§ **ACTIVITY A**:
Answer these questions about the passage on instruction-based response activation, one short answer per line:
(i) In Experiment 1, how were the S–R mappings of the inducer task presented when an IB-TRCE was present?
(ii) Which two kinds of runs showed different degrees of task preparation in Experiment 2?
(iii) What does implementing instructed S–R mappings require?
§ **ACTIVITY B**: Resume the passage on instruction-based response activation, starting after its final sentence.

§ **DOCUMENT SECTION**:
-- Opening Marker --

In the present study, we tested whether instruction-based response activations depend on task preparation. We manipulated the amount of preparation that the inducer task required and measured the IB-TRCE in the diagnostic task. An IB-TRCE were only present when the S–R mappings of the inducer task were only presented once, at the beginning of a run (Exp. 1), and when an early deadline was imposed for the inducer task (Exp. 2). Experiment 2 also indicated different degrees of task preparation in the inducer task between early- and late-deadline runs, strengthening the conclusion that instruction-based response activation depends on task preparation.

The present experiments offer more evidence for the hypothesis that instruction-based response activations and task preparation are strongly related (Liefooghe et al., 2012; Meiran et al., 2012; Wenke et al., 2009), which suggests that instructions-based response activation depends on the active and advance implementation of instructed S–R mappings. Such implementation requires the temporary binding of conceptual codes representing the instructed stimuli and responses (Liefooghe et al., 2012; Wenke et al., 2007; Wenke et al., 2009), which may be a function of DA in working memory, by connecting stimulus and response representations in ALTM on the basis of the task instructions (Meiran et al., 2012). DA is thus involved only before actual responding is required when stringent preparation demands are imposed. When preparatory demands are absent or too lenient, DA is not involved beforehand, but only when the imperative stimulus is presented and the instructed S–R mappings need to be implemented into functional S–R associations in order to produce a response.

-- Closing Marker --

§ **RECORDS SHOWN**:

-- Opening Marker --

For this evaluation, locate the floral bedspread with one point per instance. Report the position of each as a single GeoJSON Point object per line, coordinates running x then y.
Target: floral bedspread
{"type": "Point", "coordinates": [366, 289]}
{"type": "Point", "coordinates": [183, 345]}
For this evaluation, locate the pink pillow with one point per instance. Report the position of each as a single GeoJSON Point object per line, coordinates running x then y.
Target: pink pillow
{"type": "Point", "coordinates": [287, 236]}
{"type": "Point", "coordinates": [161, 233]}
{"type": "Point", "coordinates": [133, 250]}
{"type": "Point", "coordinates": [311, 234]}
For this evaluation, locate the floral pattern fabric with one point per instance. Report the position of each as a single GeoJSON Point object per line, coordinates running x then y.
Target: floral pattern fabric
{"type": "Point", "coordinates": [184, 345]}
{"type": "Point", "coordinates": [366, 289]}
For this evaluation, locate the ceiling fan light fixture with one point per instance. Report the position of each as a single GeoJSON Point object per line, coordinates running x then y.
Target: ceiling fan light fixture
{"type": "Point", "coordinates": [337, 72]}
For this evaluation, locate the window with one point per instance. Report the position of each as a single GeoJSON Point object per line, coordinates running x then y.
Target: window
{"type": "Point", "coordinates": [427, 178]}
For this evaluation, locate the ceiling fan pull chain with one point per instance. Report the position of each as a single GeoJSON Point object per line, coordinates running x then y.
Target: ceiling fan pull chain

-- Closing Marker --
-- Opening Marker --

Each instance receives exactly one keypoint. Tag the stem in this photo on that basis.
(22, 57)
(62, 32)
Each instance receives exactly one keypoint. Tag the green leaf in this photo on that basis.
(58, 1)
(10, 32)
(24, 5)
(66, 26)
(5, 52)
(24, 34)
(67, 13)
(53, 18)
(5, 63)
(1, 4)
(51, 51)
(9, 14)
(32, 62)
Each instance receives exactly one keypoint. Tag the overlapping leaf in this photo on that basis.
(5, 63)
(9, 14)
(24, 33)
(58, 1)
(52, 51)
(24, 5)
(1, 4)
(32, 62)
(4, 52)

-- Closing Marker --
-- Opening Marker --

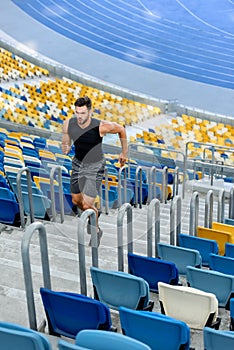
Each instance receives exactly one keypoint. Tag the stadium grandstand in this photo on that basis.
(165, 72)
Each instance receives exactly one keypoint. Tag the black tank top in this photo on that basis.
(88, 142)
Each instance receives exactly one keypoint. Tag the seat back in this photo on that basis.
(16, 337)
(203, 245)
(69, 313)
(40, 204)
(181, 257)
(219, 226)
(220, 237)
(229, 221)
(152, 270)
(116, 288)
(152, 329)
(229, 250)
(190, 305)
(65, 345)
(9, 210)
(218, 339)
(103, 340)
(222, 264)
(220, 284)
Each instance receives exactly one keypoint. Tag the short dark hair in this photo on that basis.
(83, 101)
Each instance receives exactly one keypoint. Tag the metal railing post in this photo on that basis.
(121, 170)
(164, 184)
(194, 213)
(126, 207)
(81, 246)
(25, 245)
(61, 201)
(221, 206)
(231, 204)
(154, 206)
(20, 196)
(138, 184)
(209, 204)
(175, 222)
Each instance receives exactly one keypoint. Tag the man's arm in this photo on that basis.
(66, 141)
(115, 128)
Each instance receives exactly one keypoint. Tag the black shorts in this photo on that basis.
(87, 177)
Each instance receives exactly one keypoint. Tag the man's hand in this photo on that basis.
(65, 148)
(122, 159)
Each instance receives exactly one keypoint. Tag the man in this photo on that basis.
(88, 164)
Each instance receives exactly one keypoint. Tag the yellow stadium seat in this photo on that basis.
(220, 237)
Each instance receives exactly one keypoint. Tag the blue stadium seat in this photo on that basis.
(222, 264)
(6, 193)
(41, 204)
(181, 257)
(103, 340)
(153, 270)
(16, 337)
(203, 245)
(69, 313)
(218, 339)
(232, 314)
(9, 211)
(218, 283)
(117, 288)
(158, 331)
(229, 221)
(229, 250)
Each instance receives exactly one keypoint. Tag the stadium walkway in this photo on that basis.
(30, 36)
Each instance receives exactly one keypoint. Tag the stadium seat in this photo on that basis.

-- Closing Marker --

§ **RESPONSE AREA A**:
(i) They were presented only once, at the beginning of a run.
(ii) Early-deadline runs and late-deadline runs.
(iii) The temporary binding of conceptual codes representing the instructed stimuli and responses.

§ **RESPONSE AREA B**:
Instructed S–R mappings can thus be maintained without being implemented. This can possibly be explained by distinguishing between declarative and procedural working memory (Oberauer, 2009), in which declarative working memory holds representations for processing and procedural working memory holds representations that control processing, with each system having separate capacity limits. Previous research (Liefooghe et al., 2012; Wenke et al., 2009) suggested that instructed S–R mappings are maintained in declarative working memory, while implemented S–R associations are represented in procedural working memory, with only the latter type of representation eliciting instruction-based response activations. Alternatively, it is possible that S–R mappings that have not yet been implemented are simply represented in ALTM and that S–R associations are only formed by means of the DA when necessary.

A puzzling finding in this context is that in both Experiments 1 and 2, RTs in the diagnostic task did not increase when (more) preparation was required in the inducer task. This suggests that being prepared for the inducer task does not elicit a larger load on the diagnostic task. The absence of such a load effect may suggest that maintaining nonimplemented S–R mappings in declarative working memory or maintaining implemented S–R associations in procedural working memory delays processing in the diagnostic task to the same extent. Alternatively, it could be that performance in the diagnostic task in itself operates relatively independently of DA. The overly practiced S–R mappings of the diagnostic task may result in the formation of S–R associations in ALTM that are automatically retrieved when performing the diagnostic task. As such, the presence of additional S–R associations in DA may only minimally delay processing in the diagnostic task. Clearly, these issues indicate that future research will have to pinpoint the representational differences between implemented and nonimplemented S–R mappings.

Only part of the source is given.